━━━ ITEMS

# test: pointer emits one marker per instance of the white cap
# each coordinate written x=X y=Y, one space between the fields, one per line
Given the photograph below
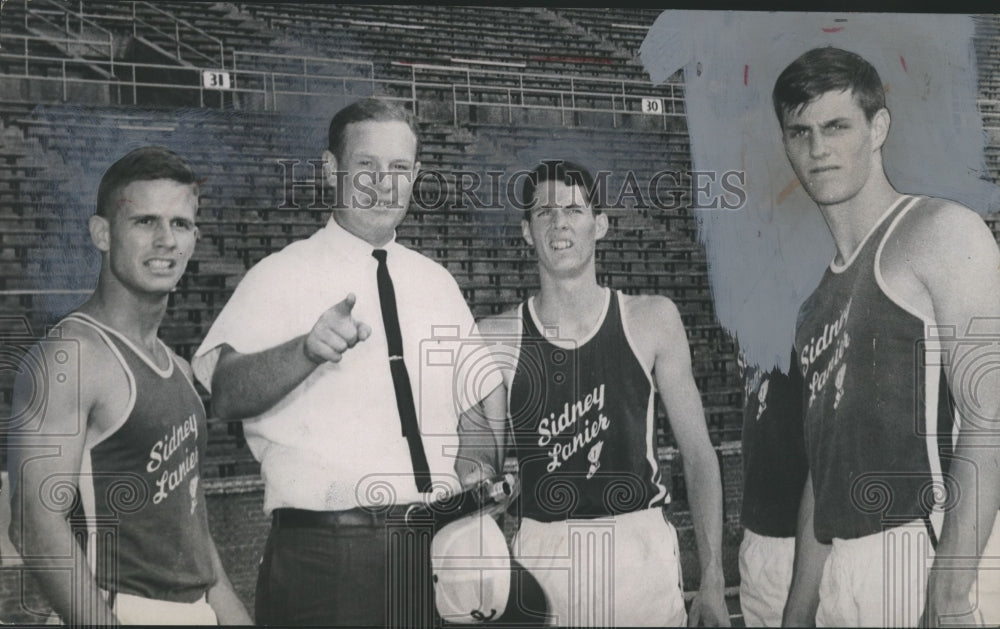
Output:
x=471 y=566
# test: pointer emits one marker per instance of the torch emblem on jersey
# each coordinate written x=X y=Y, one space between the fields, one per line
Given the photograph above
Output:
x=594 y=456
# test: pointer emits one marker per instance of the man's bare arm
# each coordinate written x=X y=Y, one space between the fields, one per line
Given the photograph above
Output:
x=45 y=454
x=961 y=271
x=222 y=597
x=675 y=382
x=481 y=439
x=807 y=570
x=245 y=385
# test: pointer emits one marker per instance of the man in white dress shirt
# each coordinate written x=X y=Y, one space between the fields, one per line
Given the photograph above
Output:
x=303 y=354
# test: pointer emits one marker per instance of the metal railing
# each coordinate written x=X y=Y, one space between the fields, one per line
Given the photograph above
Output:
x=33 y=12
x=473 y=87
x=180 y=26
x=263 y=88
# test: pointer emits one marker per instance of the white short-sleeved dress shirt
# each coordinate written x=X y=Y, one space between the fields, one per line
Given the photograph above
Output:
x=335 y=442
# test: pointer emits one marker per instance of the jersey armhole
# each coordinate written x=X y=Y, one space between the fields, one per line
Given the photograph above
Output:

━━━━━━

Reproduce the lines of the data above verbatim, beginning with the line that contains "short-sleeved dress shirt" and ending after the line that contains "x=335 y=442".

# test: pointer emits one marker per instance of the white short-sleeved dress shirt
# each coordinate written x=X y=Y, one space between the fields, one per line
Given the photograph above
Output:
x=335 y=442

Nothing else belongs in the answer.